2022年7月上旬、函館市の北西に位置する上ノ国町(かみのくにちょう)に行きました。
目的は、29回目(毎年開催)の「コシャマイン慰霊祭」というアイヌ式の祈りの儀式への参加。
その祭司の結城幸司さんと親しい知人に誘われての旅でした。
(※結城幸司さんは、木版画・木彫・語り・ステージパフォーマンスなどを手掛けるアーティスト)
その儀式が終わった帰り道、ふと北海道南部に円空仏が点在することを思い出しました。
道の駅の観光案内に尋ねてみると、車で5分かからない“旧笹浪家住宅”という場所で、円空仏を公開しているとのこと。
日本海を左手に見ながら、ワクワクしながらの運転。
いざ旧笹浪家住宅に着き、敷地内の土蔵のなかにある円空仏と、ついに対面……
お、大きい!!
二体の円空仏が迎えてくれました。
* * * * * * *
§ **取り組む課題**:
**A.** 文書抜粋によると、筆者が参加したコシャマイン慰霊祭は何回目でしたか。
**B.** 文書抜粋において、筆者が旧笹浪家住宅へ向かったのはなぜですか。1〜3文で説明しなさい。
**C.** 文書抜粋の「2022年7月上旬、函館市の」から「日本海を左手に見ながら、ワクワクしながらの運転。」までの部分を、「運転」を「ドライブ」に入れ替えて書き直しなさい。
* * * * * * *
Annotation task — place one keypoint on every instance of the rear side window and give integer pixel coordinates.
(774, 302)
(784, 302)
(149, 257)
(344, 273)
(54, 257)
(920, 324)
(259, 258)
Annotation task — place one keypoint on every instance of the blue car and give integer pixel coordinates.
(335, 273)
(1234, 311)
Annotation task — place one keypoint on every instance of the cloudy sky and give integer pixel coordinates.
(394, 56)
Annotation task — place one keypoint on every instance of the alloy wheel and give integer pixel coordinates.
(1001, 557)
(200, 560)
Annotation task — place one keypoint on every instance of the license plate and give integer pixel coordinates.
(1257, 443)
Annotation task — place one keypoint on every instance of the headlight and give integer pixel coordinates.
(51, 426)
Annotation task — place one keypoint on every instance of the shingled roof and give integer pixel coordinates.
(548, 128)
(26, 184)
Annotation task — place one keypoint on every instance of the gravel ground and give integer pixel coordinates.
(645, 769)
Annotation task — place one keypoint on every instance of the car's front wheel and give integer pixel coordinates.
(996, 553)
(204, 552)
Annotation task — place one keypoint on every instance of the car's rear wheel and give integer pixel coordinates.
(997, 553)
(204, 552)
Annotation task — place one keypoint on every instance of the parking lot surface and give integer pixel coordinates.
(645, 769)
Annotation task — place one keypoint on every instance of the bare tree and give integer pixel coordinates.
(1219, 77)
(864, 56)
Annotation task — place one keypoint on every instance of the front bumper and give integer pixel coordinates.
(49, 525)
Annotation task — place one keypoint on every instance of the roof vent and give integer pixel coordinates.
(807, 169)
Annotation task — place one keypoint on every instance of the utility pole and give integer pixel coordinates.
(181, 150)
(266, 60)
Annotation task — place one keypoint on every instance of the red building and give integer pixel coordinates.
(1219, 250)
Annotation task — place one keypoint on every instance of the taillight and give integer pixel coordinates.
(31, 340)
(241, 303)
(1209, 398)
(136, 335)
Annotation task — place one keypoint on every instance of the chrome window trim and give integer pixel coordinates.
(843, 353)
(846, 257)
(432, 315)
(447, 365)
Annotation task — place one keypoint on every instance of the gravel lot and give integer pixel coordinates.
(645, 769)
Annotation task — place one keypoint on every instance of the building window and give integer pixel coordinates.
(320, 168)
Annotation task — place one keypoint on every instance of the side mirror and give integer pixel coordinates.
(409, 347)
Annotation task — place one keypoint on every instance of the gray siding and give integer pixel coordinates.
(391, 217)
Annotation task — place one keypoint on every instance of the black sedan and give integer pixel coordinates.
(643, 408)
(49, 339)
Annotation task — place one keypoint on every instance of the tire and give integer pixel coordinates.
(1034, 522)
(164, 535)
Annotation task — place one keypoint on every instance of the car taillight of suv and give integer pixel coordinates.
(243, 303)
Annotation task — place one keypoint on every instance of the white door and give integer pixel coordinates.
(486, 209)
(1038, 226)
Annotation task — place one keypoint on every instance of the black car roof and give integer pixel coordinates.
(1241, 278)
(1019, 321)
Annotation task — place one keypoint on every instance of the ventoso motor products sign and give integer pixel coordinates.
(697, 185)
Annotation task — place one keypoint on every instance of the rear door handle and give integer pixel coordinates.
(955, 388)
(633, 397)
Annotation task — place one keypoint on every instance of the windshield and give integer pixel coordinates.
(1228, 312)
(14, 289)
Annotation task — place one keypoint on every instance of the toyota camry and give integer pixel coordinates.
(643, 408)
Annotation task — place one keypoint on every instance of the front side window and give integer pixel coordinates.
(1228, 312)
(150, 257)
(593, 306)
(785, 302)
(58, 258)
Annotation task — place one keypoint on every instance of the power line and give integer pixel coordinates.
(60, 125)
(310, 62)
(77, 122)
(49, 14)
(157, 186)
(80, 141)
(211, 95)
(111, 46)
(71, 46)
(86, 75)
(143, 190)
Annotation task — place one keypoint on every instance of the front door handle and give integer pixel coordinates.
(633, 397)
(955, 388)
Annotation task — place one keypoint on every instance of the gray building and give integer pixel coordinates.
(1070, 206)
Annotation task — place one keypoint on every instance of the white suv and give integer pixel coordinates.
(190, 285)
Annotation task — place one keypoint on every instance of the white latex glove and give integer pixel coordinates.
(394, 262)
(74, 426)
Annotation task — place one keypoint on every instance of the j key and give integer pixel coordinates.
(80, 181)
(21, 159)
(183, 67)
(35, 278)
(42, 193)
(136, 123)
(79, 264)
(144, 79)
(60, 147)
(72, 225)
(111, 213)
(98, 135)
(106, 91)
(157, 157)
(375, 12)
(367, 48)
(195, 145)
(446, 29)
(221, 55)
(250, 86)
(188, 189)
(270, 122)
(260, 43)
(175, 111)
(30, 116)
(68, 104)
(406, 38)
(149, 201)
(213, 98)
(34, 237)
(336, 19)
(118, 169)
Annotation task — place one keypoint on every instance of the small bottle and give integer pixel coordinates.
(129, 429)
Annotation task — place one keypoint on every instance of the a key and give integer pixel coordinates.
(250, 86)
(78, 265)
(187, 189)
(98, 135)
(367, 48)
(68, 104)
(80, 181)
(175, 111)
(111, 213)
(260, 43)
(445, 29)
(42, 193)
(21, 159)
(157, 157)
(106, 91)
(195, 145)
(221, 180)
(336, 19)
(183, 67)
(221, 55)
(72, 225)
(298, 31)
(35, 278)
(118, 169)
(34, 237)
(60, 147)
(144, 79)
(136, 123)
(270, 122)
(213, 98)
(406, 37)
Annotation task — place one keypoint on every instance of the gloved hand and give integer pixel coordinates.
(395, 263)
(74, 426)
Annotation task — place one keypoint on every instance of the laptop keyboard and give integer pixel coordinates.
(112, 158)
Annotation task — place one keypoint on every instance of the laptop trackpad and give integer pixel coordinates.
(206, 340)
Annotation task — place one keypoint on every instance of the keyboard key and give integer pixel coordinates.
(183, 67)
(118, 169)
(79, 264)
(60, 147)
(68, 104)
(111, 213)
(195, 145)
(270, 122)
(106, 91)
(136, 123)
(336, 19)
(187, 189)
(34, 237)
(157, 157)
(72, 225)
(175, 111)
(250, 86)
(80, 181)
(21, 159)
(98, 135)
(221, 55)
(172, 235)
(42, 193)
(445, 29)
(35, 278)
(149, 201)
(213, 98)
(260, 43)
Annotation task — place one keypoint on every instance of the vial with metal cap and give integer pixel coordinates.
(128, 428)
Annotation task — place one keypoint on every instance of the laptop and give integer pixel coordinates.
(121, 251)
* * * * * * *
§ **解答例**:
**A.** 29回目です。

**B.** 儀式の帰り道に、北海道南部に円空仏が点在することを思い出したからです。道の駅の観光案内で尋ねたところ、車で5分かからない旧笹浪家住宅で円空仏を公開していると教えられました。

**C.**
2022年7月上旬、函館市の北西に位置する上ノ国町(かみのくにちょう)に行きました。
目的は、29回目(毎年開催)の「コシャマイン慰霊祭」というアイヌ式の祈りの儀式への参加。
その祭司の結城幸司さんと親しい知人に誘われての旅でした。
(※結城幸司さんは、木版画・木彫・語り・ステージパフォーマンスなどを手掛けるアーティスト)
その儀式が終わった帰り道、ふと北海道南部に円空仏が点在することを思い出しました。
道の駅の観光案内に尋ねてみると、車で5分かからない“旧笹浪家住宅”という場所で、円空仏を公開しているとのこと。
日本海を左手に見ながら、ワクワクしながらのドライブ。